# START OF EXCERPT
In the 2000 election, only 38 percent of voters below the poverty line voted, compared to 62 percent of those earning more than $75,000. As organizations whose missions are to help build the health and wealth of our communities, one of the most important elements of our work must be to empower the voices of our communities. One way to do that is through voter registration (VR). Our efforts cannot be limited to only the “important” election years. VR must be ongoing and institutionalized in our work.

Anyone who wants proof of a voting community’s power should talk to Reverend Reginald Williams, the president and CEO of the Addicts Rehabilitation Center (ARC) in Harlem. He’ll tell them how voting has changed the Harlem community for the better. Twenty years ago, ARC recognized that communities with stronger voting blocks received better services and more resources than its Harlem community. It realized the only way to turn the tide was to increase voter participation in its own community.

Initially, ARC staff began registering people by incorporating VR into the intake process for their drug treatment program and housing facility. Though this strategy proved successful, they knew that they were reaching only a small portion of the community’s population. ARC pushed other community organizations to become engaged in registering residents to vote. Many of the groups they approached were apprehensive: they worried it would jeopardize their nonprofit status, and they feared reprisal from elected/government officials and funding cuts to their programs. In response to these fears, in the late 1980s ARC helped promote legislation that authorized local agencies to register voters in their communities. The New York City Charter created the Voter Assistance Commission in 1988 to work closely with local groups to develop community based voter registration initiatives and launch media campaigns about voter engagement in a number of languages.
# END OF EXCERPT
# START OF RAW RECORDS
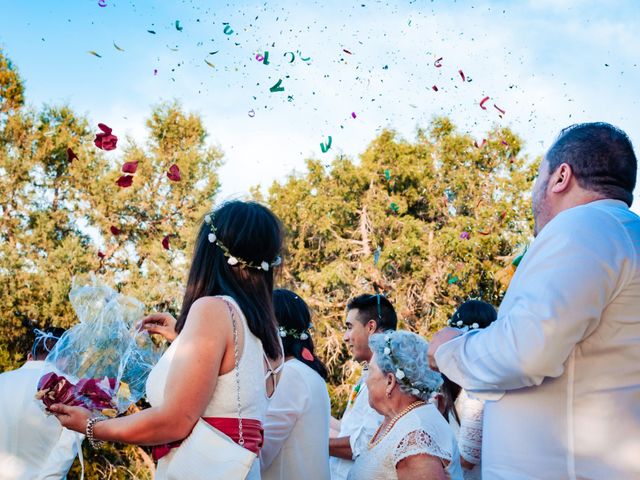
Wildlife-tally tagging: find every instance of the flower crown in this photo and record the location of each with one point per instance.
(400, 375)
(298, 335)
(231, 259)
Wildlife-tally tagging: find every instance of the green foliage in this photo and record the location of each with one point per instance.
(412, 201)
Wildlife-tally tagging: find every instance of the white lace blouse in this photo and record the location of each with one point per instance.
(422, 431)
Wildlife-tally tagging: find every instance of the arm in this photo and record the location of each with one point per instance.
(190, 385)
(340, 447)
(283, 413)
(62, 456)
(555, 301)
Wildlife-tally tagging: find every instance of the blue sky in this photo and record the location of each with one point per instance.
(547, 63)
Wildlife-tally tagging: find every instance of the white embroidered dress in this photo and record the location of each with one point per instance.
(422, 431)
(253, 392)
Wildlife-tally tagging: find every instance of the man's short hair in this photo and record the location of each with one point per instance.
(45, 340)
(601, 157)
(374, 307)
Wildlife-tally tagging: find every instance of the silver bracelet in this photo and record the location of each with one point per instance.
(91, 423)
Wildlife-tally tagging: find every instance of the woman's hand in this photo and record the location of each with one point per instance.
(73, 418)
(161, 323)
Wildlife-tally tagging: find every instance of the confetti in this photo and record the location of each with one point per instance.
(174, 173)
(105, 140)
(130, 167)
(277, 87)
(71, 156)
(125, 181)
(499, 109)
(325, 148)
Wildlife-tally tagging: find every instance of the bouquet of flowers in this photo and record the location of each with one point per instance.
(102, 363)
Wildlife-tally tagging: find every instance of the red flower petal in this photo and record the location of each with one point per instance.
(174, 173)
(104, 128)
(125, 181)
(71, 156)
(130, 167)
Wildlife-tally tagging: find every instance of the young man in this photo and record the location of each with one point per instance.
(561, 363)
(33, 446)
(366, 315)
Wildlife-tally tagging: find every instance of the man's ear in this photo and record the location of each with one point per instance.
(561, 179)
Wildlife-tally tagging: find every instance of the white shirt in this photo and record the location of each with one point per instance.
(359, 423)
(32, 444)
(296, 438)
(562, 361)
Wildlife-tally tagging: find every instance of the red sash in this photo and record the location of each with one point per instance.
(252, 432)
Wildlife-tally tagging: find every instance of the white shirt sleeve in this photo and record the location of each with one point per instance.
(285, 408)
(556, 299)
(61, 456)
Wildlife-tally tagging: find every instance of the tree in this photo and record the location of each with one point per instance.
(62, 214)
(428, 223)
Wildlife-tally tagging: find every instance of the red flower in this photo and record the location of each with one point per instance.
(105, 140)
(125, 181)
(174, 173)
(71, 156)
(130, 167)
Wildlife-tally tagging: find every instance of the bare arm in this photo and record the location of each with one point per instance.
(190, 384)
(340, 447)
(420, 466)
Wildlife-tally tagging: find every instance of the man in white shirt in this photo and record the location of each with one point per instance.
(366, 315)
(561, 365)
(33, 446)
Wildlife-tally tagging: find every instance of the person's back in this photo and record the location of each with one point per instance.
(305, 452)
(32, 444)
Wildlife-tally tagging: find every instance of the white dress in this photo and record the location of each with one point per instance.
(253, 392)
(422, 431)
(296, 437)
(469, 432)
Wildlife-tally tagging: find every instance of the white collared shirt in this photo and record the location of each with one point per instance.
(32, 444)
(561, 363)
(359, 423)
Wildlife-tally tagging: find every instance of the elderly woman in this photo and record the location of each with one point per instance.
(414, 440)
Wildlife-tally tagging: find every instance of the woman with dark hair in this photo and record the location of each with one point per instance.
(297, 422)
(463, 412)
(224, 362)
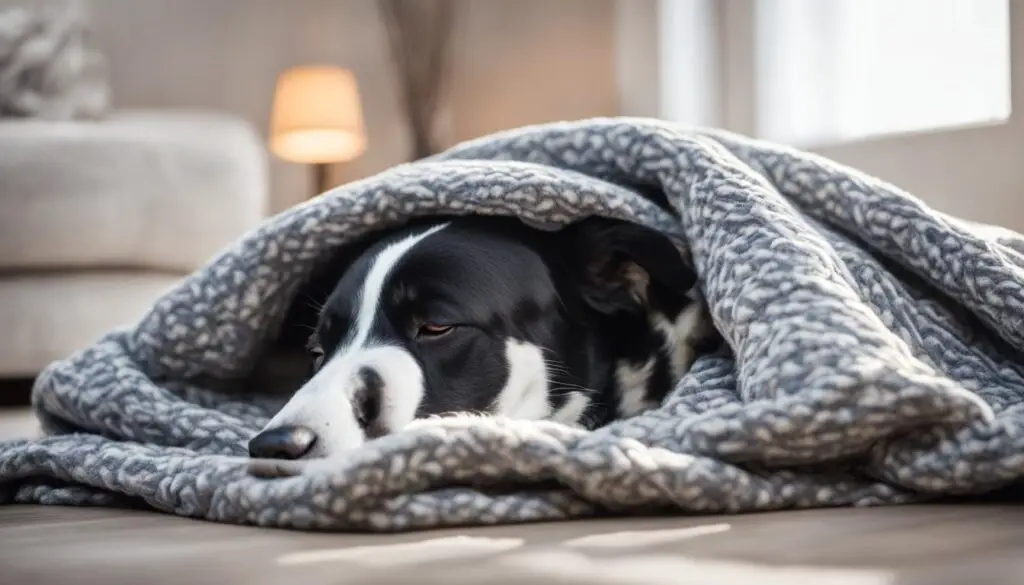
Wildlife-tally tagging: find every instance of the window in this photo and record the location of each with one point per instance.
(814, 73)
(842, 70)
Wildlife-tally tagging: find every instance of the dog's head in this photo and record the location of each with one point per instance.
(469, 316)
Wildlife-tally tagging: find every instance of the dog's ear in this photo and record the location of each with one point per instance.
(623, 263)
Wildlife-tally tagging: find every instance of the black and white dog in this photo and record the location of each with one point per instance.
(487, 317)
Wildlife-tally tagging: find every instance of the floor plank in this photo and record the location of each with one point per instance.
(906, 545)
# END OF RAW RECORDS
WORK INSTRUCTIONS
A. Quote the full passage on voter registration, word for word.
B. Add 12 to each coordinate in the records, from the line containing "Wildlife-tally tagging: find every instance of the dog's ear" through the end of the records, and write those lines out again with their requests included.
The records have no connection to the passage on voter registration.

ANSWER SET
A.
In the 2000 election, only 38 percent of voters below the poverty line voted, compared to 62 percent of those earning more than $75,000. As organizations whose missions are to help build the health and wealth of our communities, one of the most important elements of our work must be to empower the voices of our communities. One way to do that is through voter registration (VR). Our efforts cannot be limited to only the “important” election years. VR must be ongoing and institutionalized in our work.

Anyone who wants proof of a voting community’s power should talk to Reverend Reginald Williams, the president and CEO of the Addicts Rehabilitation Center (ARC) in Harlem. He’ll tell them how voting has changed the Harlem community for the better. Twenty years ago, ARC recognized that communities with stronger voting blocks received better services and more resources than its Harlem community. It realized the only way to turn the tide was to increase voter participation in its own community.

Initially, ARC staff began registering people by incorporating VR into the intake process for their drug treatment program and housing facility. Though this strategy proved successful, they knew that they were reaching only a small portion of the community’s population. ARC pushed other community organizations to become engaged in registering residents to vote. Many of the groups they approached were apprehensive: they worried it would jeopardize their nonprofit status, and they feared reprisal from elected/government officials and funding cuts to their programs. In response to these fears, in the late 1980s ARC helped promote legislation that authorized local agencies to register voters in their communities. The New York City Charter created the Voter Assistance Commission in 1988 to work closely with local groups to develop community based voter registration initiatives and launch media campaigns about voter engagement in a number of languages.

B.
Wildlife-tally tagging: find every instance of the dog's ear in this photo and record the location of each with one point per instance.
(635, 275)
Wildlife-tally tagging: find every instance of the black and white dog in this photo and record the location of each with one point per instance.
(499, 329)
Wildlife-tally tagging: find every instance of the floor plank in this photo and record the location of each with one point per instance.
(918, 557)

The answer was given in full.